#### Aim 1:
In the commit email below, what number is given as the new revision?

#### Selection:
Skip site navigation (1)Skip section navigation (2)
Date:      Wed, 5 Dec 2018 14:20:27 +0000 (UTC)
From:      Slava Shwartsman <slavash@FreeBSD.org>
To:        src-committers@freebsd.org, svn-src-all@freebsd.org, svn-src-head@freebsd.org
Subject:   svn commit: r341577 - in head/sys/dev/mlx5: . mlx5_core mlx5_en
Message-ID:  <201812051420.wB5EKRXg099174@repo.freebsd.org>

next in thread | raw e-mail | index | archive | help
Author: slavash
Date: Wed Dec  5 14:20:26 2018
New Revision: 341577
URL: https://svnweb.freebsd.org/changeset/base/341577

Log:
  mlx5en: Implement support for bandwidth limiting in by ratio, ETS.

#### Task material:
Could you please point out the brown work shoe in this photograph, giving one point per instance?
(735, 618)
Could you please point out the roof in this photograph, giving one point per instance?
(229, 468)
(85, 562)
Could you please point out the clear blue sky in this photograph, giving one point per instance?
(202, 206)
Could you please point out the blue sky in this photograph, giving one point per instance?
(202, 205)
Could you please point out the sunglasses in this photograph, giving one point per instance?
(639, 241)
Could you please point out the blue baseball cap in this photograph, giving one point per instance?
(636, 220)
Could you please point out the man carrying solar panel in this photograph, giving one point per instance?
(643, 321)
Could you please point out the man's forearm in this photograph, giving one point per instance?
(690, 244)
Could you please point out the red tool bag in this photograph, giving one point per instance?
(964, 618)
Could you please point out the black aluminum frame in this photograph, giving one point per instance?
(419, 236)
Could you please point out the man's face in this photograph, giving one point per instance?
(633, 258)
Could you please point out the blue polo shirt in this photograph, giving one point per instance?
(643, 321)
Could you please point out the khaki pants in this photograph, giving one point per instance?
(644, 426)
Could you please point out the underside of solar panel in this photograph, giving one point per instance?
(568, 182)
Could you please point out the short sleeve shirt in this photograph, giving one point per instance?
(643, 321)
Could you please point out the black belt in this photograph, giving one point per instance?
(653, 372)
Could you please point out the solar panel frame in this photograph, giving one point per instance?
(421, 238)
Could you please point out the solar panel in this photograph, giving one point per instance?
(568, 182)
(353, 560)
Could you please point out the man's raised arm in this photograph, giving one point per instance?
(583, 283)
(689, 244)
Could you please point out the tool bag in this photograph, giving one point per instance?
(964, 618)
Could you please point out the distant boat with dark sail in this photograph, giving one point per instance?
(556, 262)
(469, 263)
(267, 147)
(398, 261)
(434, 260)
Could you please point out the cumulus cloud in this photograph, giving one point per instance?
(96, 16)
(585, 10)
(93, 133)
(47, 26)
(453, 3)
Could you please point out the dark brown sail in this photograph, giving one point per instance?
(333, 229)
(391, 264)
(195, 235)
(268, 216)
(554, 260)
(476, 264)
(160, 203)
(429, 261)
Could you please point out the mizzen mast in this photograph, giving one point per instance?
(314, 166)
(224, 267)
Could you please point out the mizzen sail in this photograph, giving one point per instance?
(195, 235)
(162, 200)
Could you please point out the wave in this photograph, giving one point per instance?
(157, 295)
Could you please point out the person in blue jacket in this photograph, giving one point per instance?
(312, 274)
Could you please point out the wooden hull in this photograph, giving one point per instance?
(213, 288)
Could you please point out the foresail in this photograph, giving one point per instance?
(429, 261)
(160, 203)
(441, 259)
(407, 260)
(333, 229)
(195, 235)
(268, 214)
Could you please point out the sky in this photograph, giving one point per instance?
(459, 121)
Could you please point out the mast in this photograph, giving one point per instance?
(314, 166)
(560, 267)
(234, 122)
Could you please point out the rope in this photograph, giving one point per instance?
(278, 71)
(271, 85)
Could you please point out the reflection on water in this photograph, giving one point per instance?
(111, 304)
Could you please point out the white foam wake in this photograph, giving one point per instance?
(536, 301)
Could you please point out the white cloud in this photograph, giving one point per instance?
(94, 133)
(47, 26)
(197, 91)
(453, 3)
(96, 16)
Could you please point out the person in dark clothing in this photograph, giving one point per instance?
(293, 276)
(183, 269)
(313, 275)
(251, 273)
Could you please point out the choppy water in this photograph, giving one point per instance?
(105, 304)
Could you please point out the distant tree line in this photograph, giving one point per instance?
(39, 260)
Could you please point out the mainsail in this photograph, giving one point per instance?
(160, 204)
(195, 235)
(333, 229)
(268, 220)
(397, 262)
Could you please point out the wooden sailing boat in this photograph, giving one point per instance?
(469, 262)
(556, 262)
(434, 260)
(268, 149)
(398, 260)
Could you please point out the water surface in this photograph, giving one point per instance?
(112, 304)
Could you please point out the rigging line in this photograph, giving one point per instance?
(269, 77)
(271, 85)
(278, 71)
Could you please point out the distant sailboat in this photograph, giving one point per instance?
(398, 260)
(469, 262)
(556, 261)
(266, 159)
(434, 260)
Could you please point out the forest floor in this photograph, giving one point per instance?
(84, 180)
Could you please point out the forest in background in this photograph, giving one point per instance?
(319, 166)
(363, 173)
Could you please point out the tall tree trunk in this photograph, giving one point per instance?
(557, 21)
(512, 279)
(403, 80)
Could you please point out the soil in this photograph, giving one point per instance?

#### Aim 2:
Filter the rows above down to those containing the string "person", and copy each one. Matching is case-sensitive.

#### Task result 1:
341577

#### Task result 2:
Could you please point out the person in blue jacket in this photograph, giving one point per instance?
Could you please point out the person in dark clothing in this photograph, giving one point per instance?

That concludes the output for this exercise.